TASK GOAL
Please reproduce the data in its entirety, word for word.

(Referring expression data)
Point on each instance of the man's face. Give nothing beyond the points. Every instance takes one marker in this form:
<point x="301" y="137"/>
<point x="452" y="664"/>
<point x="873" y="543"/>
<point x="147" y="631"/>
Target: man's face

EXERCISE SOLUTION
Point on each instance of the man's face. Give nothing beyond the points. Every instance takes one marker in this form:
<point x="301" y="137"/>
<point x="452" y="664"/>
<point x="873" y="543"/>
<point x="147" y="631"/>
Target: man's face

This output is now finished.